Opinion
Cause No. 1:12-cv-1777-WTL-DML
06-20-2013
ENTRY ON DEFENDANT'S MOTION TO DISMISS
This cause is before the Court on the Defendant's motion to dismiss (docket no. 11). The motion is fully briefed, and the Court, being duly advised, rules as follows.
I. STANDARD
In reviewing a motion to dismiss under Rule 12(b)(6), the Court takes the facts alleged in the complaint as true and draws all reasonable inferences in favor of the plaintiff. The complaint must contain only "a short and plain statement of the claim showing that the pleader is entitled to relief," Fed.R.Civ.P. 8(a)(2), and there is no need for detailed factual allegations. However, the statement must "give the defendant fair notice of what the . . . claim is and the grounds upon which it rests" and the "[f]actual allegations must be enough to raise a right to relief above the speculative level." Pisciotta v. Old Nat. Bancorp, 499 F.3d 629, 633 (7th Cir. 2007) (quoting Bell Atl. Corp. v. Twombly, 550 U.S. 544, 555 (2007)).
II. BACKGROUND
The relevant facts as alleged in the Complaint are as follow. Plaintiff Dennis Watson ("Watson") began working for Defendant Madison County Sheriff's Department ("Sheriff's Department") on October 15, 1993. He worked continuously without any disciplinary incidents until his termination on December 16, 2011. Watson's termination was "directly attributed to a substantiated medical disability," namely his medically diagnosed condition of obstructive sleep apnea. Pl.'s Ex. 2. Watson repeatedly requested reasonable accommodations for his condition under the Americans with Disabilities Act ("ADA"), including being transferred to an open position in the Sheriff's Department facility's kitchen. All of these requests were denied.
Watson's termination resulted from a disciplinary hearing after Watson was "written up" for sleeping during his shift, which is considered an "infraction." Sheriff Ron Richardson stated during the disciplinary hearing that he was "not comfortable" with Watson being an employee for the Sheriff's Department. The Sheriff told Watson an employee at the Madison County Juvenile Center ("Juvenile Center") was interested in transferring to the Sheriff's Department, and that Watson would be able to resign from his current position and reapply at the Juvenile Center. Watson refused this offer because he would lose all of the seniority he had earned at the Sheriff's Department. After Watson refused to resign from his position, his employment was terminated.
According to Watson, on more than one occasion, Caucasian employees who worked for the Sheriff's Department who had committed infractions "were not given the same or similar discipline." Pl.'s Compl. 3. In particular, a Caucasian employee committed an infraction by negligently allowing an inmate to bring a .45 caliber handgun into a jail cell. This employee was neither demoted nor did he receive a 30 day suspension as Watson did.
Watson filed a Charge of Discrimination with the Equal Employment Opportunity Commission ("EEOC") on February 7, 2012, alleging discrimination by the Sheriff's Department. In the charge, he indicated by checking boxes that the discrimination was based on "disability" and "other." In the factual narrative of the charge, Watson wrote:
1. I began my employment with the Madison County Sheriff's Department on October 15, 1993 and worked continuously until being discharged on December 16, 2011.Pl.'s Ex. 2. The EEOC issued Watson a "Notice of Right to Sue" on September 7, 2012.

Referring expression pointing data:
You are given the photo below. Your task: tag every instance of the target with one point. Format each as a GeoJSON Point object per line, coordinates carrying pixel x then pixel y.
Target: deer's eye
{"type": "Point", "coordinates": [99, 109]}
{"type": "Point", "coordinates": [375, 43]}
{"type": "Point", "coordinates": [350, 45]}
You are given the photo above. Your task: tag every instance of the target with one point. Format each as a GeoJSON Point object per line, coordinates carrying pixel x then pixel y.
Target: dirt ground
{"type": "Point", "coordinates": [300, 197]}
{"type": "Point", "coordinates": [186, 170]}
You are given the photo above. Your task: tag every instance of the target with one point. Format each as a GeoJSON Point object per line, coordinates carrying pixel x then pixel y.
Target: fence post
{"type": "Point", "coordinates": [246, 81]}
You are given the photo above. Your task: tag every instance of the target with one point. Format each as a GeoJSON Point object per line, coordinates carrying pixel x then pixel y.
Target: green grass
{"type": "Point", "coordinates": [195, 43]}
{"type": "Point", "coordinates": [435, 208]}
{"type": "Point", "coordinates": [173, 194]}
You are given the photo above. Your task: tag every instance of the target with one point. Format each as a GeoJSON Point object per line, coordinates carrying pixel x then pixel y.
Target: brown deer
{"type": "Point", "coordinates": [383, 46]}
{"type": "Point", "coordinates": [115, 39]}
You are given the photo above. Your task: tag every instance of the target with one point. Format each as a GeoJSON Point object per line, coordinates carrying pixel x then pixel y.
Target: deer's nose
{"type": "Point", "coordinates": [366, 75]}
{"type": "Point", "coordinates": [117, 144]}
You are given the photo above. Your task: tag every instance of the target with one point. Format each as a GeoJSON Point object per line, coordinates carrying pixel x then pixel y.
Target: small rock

TO DO:
#1 According to the court opinion, what medically diagnosed condition did Watson have?
#2 Repeat the court opinion word for word from "Watson filed a" to "September 7, 2012.".
#3 Continue the court opinion, picking up after its final sentence.

PER-TASK OUTPUTS:
#1 Obstructive sleep apnea.

#2
Watson filed a Charge of Discrimination with the Equal Employment Opportunity Commission ("EEOC") on February 7, 2012, alleging discrimination by the Sheriff's Department. In the charge, he indicated by checking boxes that the discrimination was based on "disability" and "other." In the factual narrative of the charge, Watson wrote:
1. I began my employment with the Madison County Sheriff's Department on October 15, 1993 and worked continuously until being discharged on December 16, 2011.Pl.'s Ex. 2. The EEOC issued Watson a "Notice of Right to Sue" on September 7, 2012.

#3
2. During 18 years of employment I worked approximately 12 years on the day shift.
3. After being placed on night shift I began having problems with sleep apnea, but only at night, never during the day.
4. I was examined by Dr. Saiful Kabir of St. John's Hospital, by Dr. Ronald J. Blevins, surgeon, and also by Dr. Sunil J. Juthani, MD of Indiana University Medical Group in Fishers, Indiana and was found to have obstructive sleep apnea.
5. I requested to be transferred to day shift several times but was always denied.
6. I was written up when I was discovered asleep at work.
7. I was terminated after a hearing in which the Sheriff stated that he was not comfortable with me being an employee for the Sheriff's Department; also the Sheriff stated that he was aware of an employee with the Madison County Juvenile Center that wanted to work at the Sheriff Department and I could resign and go to work there. I was terminated when I would not resign due to the fact that I would lose all of my seniority and have to start all over again.
8. I am attaching a letter from my attorney with exhibits.
Neither the letter nor the mentioned exhibits are in the record.
On December 5, 2012, Watson filed this suit under Title VII of the Civil Rights Act of 1964 and the ADA. Watson alleges that the Sheriff's Department (1) discriminated against him on the basis of his religion, race, gender, and disability; (2) unlawfully retaliated against him for filing a charge of discrimination with the EEOC; and (3) negligently inflicted emotional distress, causing him pain and suffering as well as undue hardship. Pl.'s Compl. 3. The Sheriff's Department has now moved to dismiss Watson's employment discrimination and retaliation claims. The Sheriff's Department also moves to dismiss Watson's claim for negligent infliction of emotional distress.
III. DISCUSSION
The Sheriff's Department makes two main arguments in support of its motion to dismiss: (1) Watson's claims for discrimination based on his religion, race, age, and gender and his claim for retaliation are barred because they are beyond the scope of his EEOC charge; and (2) Watson's claim for negligent infliction of emotional distress ("NIED") must be dismissed because Watson fails to allege any facts to support his claim. The Court will address these arguments in turn.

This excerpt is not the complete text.